┌─ SUPPLIED PASSAGE

Learning difficulties, whether they represent a learning disability or not, should always be addressed. They should receive attention while they are simply learning difficulties, before they have a chance to start a negative chain reaction that can include broad educational, social, personal, emotional, and family issues.

Understanding Learning Difficulties

It is only possible to overcome learning difficulties when it is understood that learning is a stratified process.

Throughout the world in all educational systems it is commonly accepted that a child must start at the lower levels of education and then gradually progress to the higher levels. If human learning had not been a stratified process, if it had taken place on a single level, this would have been unnecessary. It would then not have been important to start a child in first grade. It would have been possible for the child to enter school at any level and to complete the school years in any order.

A simple example, which illustrates the stratified nature of learning, is the fact that one has to learn to count before it becomes possible to learn to add and subtract. Suppose one tried to teach a child, who had not yet learned to count, to add and subtract. This would be quite impossible and no amount of effort would ever succeed in teaching the child these skills. The child must first learn to count, and only then does it become possible for him to learn to add and subtract. In the same way, there are things that a child must learn first, and only then does it become possible for him to learn to read, spell, write, et cetera.

Bartoli, who says that it is "the actual practice with the real task of reading that leads to more skilful reading," is only partially correct. "Of course," she adds, "any soccer, tennis, or basketball coach will tell you the same thing: If you want to get better, you have to play the game not just practice skill drills."

Now, I know very little about tennis and basketball, but I do happen to know about soccer. The game of soccer consists of many fragmented elements or skills passing, control, shooting, dribbling, goal keeping and heading. Before any child is expected to play in a full-game situation, he should first be trained to pass, head, control, dribble and shoot the ball. In fact, until these foundational skills have been automatized, the child will have two left feet on the soccer field.

Overcoming Learning Difficulties

Audiblox is a system of cognitive exercises, aimed at developing and automatizing the foundational skills of reading, spelling, writing, mathematics and the skills required in the learning of subject matter.

A foundational skill is not the same as a process, strategy or technique. The difference between these can be explained by using the game of soccer as example. In order to be a soccer player, a person first has to master the foundational skills, e.g. heading and dribbling the ball. Only after that can he be taught strategies or techniques.

└─

**OBJECTIVE 1**
For the passage on learning difficulties, decide whether each statement agrees with it. Answer yes or no for each, and quote the deciding words. (a) A child has to learn to count before learning to add and subtract. (b) Bartoli is entirely correct about reading practice. (c) Audiblox is a system of cognitive exercises.
**OBJECTIVE 2**
Translate this sentence from the passage on learning difficulties into Spanish: "A foundational skill is not the same as a process, strategy or technique."
**OBJECTIVE 3**
The sentence beginning "The game of soccer consists of" in the passage on learning difficulties names the elements or skills that make up soccer. List every one of them.
The data after this passage has no role in any task.

┌─ SUPPLIED INFORMATION

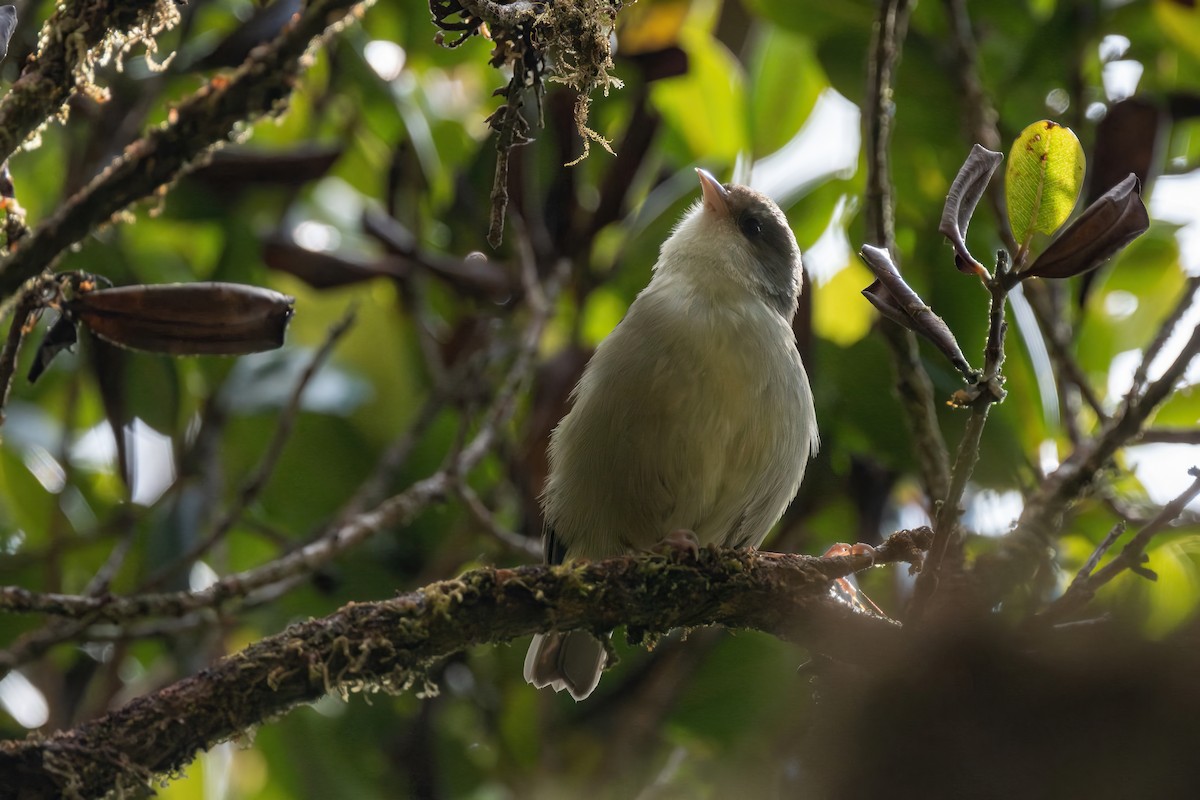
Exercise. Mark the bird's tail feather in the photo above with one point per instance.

└─

**CORRECT RESULT 1**
(a) Yes: "one has to learn to count before it becomes possible to learn to add and subtract"
(b) No: "is only partially correct"
(c) Yes: "Audiblox is a system of cognitive exercises"

**CORRECT RESULT 2**
Una habilidad fundamental no es lo mismo que un proceso, una estrategia o una técnica.

**CORRECT RESULT 3**
passing
control
shooting
dribbling
goal keeping
heading